(The exercise):
Write out the lines below as a JSON list of strings, one string for each line, and skip any blank lines.

--- Start ---

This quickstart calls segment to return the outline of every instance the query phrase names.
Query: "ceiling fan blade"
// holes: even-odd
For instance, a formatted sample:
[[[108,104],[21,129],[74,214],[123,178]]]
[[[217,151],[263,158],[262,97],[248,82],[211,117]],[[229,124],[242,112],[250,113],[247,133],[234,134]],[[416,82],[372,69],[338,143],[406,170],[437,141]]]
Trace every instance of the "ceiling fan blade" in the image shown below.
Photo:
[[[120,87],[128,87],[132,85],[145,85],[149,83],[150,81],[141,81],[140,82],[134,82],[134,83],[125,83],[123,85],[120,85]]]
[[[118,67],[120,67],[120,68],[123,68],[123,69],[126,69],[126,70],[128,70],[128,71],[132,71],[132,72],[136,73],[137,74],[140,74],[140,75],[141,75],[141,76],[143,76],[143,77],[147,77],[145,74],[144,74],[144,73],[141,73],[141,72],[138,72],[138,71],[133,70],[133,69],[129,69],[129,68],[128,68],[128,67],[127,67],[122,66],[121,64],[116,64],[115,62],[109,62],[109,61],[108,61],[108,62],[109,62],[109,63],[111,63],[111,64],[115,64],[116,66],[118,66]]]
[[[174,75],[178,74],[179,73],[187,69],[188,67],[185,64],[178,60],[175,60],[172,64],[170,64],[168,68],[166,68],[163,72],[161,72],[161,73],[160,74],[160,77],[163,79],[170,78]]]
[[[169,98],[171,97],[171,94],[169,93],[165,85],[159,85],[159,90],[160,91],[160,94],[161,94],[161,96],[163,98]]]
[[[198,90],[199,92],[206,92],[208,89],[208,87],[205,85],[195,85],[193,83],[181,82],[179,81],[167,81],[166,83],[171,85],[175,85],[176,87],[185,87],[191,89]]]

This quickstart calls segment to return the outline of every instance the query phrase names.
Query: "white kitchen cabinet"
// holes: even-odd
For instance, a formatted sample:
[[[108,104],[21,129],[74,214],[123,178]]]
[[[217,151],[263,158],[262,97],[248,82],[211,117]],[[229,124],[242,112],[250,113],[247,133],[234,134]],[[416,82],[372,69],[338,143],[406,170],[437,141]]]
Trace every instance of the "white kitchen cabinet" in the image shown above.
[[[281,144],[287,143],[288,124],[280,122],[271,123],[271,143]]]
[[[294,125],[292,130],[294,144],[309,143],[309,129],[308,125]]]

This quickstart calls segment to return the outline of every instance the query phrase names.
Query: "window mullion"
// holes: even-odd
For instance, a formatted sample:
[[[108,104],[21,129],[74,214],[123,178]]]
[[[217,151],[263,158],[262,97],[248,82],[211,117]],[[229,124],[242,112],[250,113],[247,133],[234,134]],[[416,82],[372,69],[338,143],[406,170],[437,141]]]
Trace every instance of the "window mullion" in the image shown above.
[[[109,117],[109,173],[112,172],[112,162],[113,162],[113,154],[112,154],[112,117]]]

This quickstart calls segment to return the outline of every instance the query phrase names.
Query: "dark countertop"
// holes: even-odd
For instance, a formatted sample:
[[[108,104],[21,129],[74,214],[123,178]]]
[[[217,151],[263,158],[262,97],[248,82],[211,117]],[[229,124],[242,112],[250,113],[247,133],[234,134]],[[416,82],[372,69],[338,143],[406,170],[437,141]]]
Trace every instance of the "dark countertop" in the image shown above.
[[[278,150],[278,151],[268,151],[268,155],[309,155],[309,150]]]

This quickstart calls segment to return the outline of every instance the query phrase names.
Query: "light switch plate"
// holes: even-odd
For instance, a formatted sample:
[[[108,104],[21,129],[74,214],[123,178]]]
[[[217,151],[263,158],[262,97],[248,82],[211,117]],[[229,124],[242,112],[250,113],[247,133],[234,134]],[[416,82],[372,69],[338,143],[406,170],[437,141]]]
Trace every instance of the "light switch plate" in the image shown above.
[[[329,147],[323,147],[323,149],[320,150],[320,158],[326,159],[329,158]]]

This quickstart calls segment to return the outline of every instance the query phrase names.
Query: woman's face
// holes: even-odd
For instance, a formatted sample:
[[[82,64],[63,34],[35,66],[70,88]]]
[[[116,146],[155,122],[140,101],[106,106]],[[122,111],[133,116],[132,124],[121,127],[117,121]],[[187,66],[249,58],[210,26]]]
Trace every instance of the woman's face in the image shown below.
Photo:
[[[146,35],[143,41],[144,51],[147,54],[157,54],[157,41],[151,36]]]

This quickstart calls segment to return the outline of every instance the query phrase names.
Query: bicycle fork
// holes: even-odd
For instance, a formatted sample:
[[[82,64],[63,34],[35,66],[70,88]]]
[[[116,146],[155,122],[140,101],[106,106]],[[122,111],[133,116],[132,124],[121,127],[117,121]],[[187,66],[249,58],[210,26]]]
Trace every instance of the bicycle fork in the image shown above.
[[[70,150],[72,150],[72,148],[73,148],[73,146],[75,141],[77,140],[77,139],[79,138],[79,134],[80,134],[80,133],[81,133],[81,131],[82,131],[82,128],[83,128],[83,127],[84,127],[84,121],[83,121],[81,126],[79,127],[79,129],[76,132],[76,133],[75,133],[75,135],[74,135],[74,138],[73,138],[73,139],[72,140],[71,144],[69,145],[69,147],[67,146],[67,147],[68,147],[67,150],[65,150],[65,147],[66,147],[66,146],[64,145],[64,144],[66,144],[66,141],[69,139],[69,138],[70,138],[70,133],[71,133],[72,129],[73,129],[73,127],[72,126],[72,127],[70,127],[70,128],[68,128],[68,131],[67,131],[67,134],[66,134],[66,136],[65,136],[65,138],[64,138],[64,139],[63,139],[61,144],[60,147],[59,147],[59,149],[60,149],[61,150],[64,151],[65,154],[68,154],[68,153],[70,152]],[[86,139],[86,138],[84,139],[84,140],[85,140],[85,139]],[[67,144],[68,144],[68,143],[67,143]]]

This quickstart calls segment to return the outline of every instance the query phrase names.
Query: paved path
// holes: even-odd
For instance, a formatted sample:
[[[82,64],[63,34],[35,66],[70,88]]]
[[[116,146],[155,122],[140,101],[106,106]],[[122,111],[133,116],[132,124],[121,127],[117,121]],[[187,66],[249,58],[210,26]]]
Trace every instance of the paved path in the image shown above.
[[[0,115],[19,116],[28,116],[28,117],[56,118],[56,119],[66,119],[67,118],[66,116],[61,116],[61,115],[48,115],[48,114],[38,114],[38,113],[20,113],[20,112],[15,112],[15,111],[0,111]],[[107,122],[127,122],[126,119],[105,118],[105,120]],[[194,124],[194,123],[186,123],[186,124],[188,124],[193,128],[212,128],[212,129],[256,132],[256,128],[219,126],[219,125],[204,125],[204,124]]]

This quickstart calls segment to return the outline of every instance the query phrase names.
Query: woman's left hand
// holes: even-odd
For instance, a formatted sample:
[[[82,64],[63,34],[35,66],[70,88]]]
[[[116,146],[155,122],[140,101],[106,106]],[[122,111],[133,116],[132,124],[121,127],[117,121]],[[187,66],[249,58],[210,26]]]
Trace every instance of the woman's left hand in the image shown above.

--- End ---

(Exercise output):
[
  "This quickstart calls segment to return the outline of every instance the query phrase names.",
  "Query: \"ceiling fan blade\"",
  "// holes: even-odd",
  "For instance, a formatted sample:",
  "[[[108,104],[21,129],[74,214],[123,178]]]",
  "[[[217,151],[263,158],[262,97],[248,82],[211,117]],[[229,124],[242,112],[250,113],[247,133],[234,134]],[[416,82],[372,69],[338,143],[406,170],[437,141]]]",
  "Trace every instance of the \"ceiling fan blade\" in the image shown below.",
  "Photo:",
  "[[[120,87],[128,87],[132,85],[145,85],[149,83],[150,81],[141,81],[140,82],[134,82],[134,83],[125,83],[123,85],[120,85]]]",
  "[[[118,67],[120,67],[120,68],[123,68],[123,69],[126,69],[126,70],[128,70],[128,71],[132,71],[132,72],[136,73],[137,74],[140,74],[140,75],[141,75],[141,76],[143,76],[143,77],[147,77],[145,74],[144,74],[144,73],[141,73],[141,72],[138,72],[138,71],[133,70],[133,69],[129,69],[129,68],[128,68],[128,67],[127,67],[122,66],[121,64],[116,64],[115,62],[109,62],[109,61],[108,61],[108,62],[109,62],[109,63],[111,63],[111,64],[115,64],[116,66],[118,66]]]",
  "[[[174,75],[178,74],[179,73],[187,69],[188,67],[185,64],[178,60],[175,60],[172,64],[170,64],[168,68],[166,68],[163,72],[161,72],[161,73],[160,74],[160,77],[163,79],[170,78]]]",
  "[[[169,98],[171,97],[171,94],[169,93],[165,85],[159,85],[159,90],[160,91],[160,94],[161,94],[161,96],[163,98]]]",
  "[[[198,90],[199,92],[206,92],[208,89],[208,87],[205,85],[195,85],[193,83],[181,82],[179,81],[167,81],[166,83],[171,85],[175,85],[176,87],[185,87],[191,89]]]",
  "This quickstart calls segment to return the outline of every instance the query phrase names.",
  "Query: \"white kitchen cabinet\"",
  "// holes: even-odd",
  "For instance, a formatted sample:",
  "[[[108,104],[21,129],[74,214],[123,178]]]",
  "[[[217,151],[263,158],[262,97],[248,82],[211,117]],[[229,124],[242,112],[250,113],[247,133],[234,134]],[[416,82],[372,69],[338,143],[406,170],[437,141]]]",
  "Trace every instance of the \"white kitchen cabinet\" in the image shown above.",
  "[[[281,144],[287,143],[288,124],[280,122],[271,123],[271,143]]]",
  "[[[294,125],[292,130],[294,144],[309,143],[309,129],[308,125]]]",
  "This quickstart calls segment to return the outline of every instance the query phrase names.",
  "Query: \"window mullion\"",
  "// holes: even-odd",
  "For instance, a formatted sample:",
  "[[[108,104],[21,129],[74,214],[123,178]]]",
  "[[[217,151],[263,158],[262,97],[248,82],[211,117]],[[229,124],[242,112],[250,113],[247,133],[234,134]],[[416,82],[372,69],[338,143],[406,170],[437,141]]]",
  "Trace every instance of the \"window mullion\" in the image shown above.",
  "[[[109,117],[109,173],[112,172],[112,162],[113,162],[113,154],[112,154],[112,117]]]",
  "This quickstart calls segment to return the outline of every instance the query phrase names.",
  "Query: \"dark countertop\"",
  "// holes: even-odd",
  "For instance, a formatted sample:",
  "[[[108,104],[21,129],[74,214],[123,178]]]",
  "[[[217,151],[263,158],[262,97],[248,82],[211,117]],[[229,124],[242,112],[250,113],[247,133],[234,134]],[[416,82],[372,69],[338,143],[406,170],[437,141]]]",
  "Trace every instance of the \"dark countertop\" in the image shown above.",
  "[[[278,150],[278,151],[268,151],[268,155],[309,155],[309,150]]]",
  "This quickstart calls segment to return the outline of every instance the query phrase names.",
  "Query: \"light switch plate\"",
  "// holes: even-odd",
  "For instance, a formatted sample:",
  "[[[108,104],[21,129],[74,214],[123,178]]]",
  "[[[217,151],[263,158],[262,97],[248,82],[211,117]],[[229,124],[242,112],[250,113],[247,133],[234,134]],[[416,82],[372,69],[338,143],[406,170],[437,141]]]",
  "Trace every instance of the \"light switch plate\" in the image shown above.",
  "[[[329,147],[323,147],[323,149],[320,150],[320,158],[326,159],[329,158]]]",
  "This quickstart calls segment to return the outline of every instance the query phrase names.",
  "Query: woman's face",
  "// holes: even-odd",
  "For instance, a formatted sample:",
  "[[[82,64],[63,34],[35,66],[70,88]]]",
  "[[[116,146],[155,122],[140,101],[106,106]],[[122,111],[133,116],[132,124],[121,127],[117,121]],[[187,66],[249,58],[210,26]]]",
  "Trace every instance of the woman's face in the image shown below.",
  "Photo:",
  "[[[146,35],[143,41],[144,51],[147,54],[157,54],[157,41],[151,36]]]",
  "This quickstart calls segment to return the outline of every instance the query phrase names.",
  "Query: bicycle fork",
  "// holes: even-odd",
  "For instance, a formatted sample:",
  "[[[82,64],[63,34],[35,66],[70,88]]]",
  "[[[116,146],[155,122],[140,101],[106,106]],[[122,111],[133,116],[132,124],[121,127],[117,121]],[[187,66],[249,58],[210,26]]]",
  "Trace every instance of the bicycle fork in the image shown above.",
  "[[[70,150],[72,150],[72,148],[73,148],[73,146],[75,141],[77,140],[77,139],[79,138],[79,134],[80,134],[80,133],[81,133],[81,131],[82,131],[82,128],[83,128],[83,127],[84,127],[84,121],[83,121],[81,126],[79,127],[79,129],[76,132],[76,133],[75,133],[75,135],[74,135],[74,138],[73,138],[73,139],[72,140],[71,144],[69,145],[69,147],[67,146],[67,147],[68,147],[67,150],[65,150],[65,147],[66,147],[66,146],[64,145],[64,144],[66,144],[66,141],[69,139],[69,138],[70,138],[70,133],[71,133],[72,129],[73,129],[73,127],[72,126],[72,127],[70,127],[70,128],[68,128],[68,131],[67,131],[67,134],[66,134],[66,136],[65,136],[65,138],[64,138],[64,139],[63,139],[61,144],[60,147],[59,147],[59,149],[60,149],[61,150],[64,151],[65,154],[68,154],[68,153],[70,152]],[[86,139],[86,138],[84,139],[84,140],[85,140],[85,139]],[[67,144],[68,144],[68,143],[67,143]]]",
  "This quickstart calls segment to return the outline of every instance the query phrase names.",
  "Query: paved path",
  "// holes: even-odd",
  "For instance, a formatted sample:",
  "[[[82,64],[63,34],[35,66],[70,88]]]",
  "[[[116,146],[155,122],[140,101],[106,106]],[[122,111],[133,116],[132,124],[121,127],[117,121]],[[187,66],[249,58],[210,26]]]",
  "Trace every instance of the paved path in the image shown above.",
  "[[[0,115],[19,116],[28,116],[28,117],[56,118],[56,119],[66,119],[67,118],[66,116],[61,116],[61,115],[48,115],[48,114],[38,114],[38,113],[20,113],[20,112],[15,112],[15,111],[0,111]],[[107,122],[127,122],[126,119],[105,118],[105,120]],[[194,124],[194,123],[186,123],[186,124],[188,124],[193,128],[212,128],[212,129],[256,132],[256,128],[219,126],[219,125],[204,125],[204,124]]]",
  "This quickstart calls segment to return the outline of every instance the query phrase names.",
  "Query: woman's left hand",
  "// holes: even-odd",
  "For instance, a formatted sample:",
  "[[[82,64],[63,34],[35,66],[70,88]]]",
  "[[[116,146],[155,122],[140,101],[106,106]],[[122,111],[133,116],[132,124],[121,127],[117,121]],[[187,66],[249,58],[210,26]]]",
  "Trace every instance of the woman's left hand in the image shown above."
]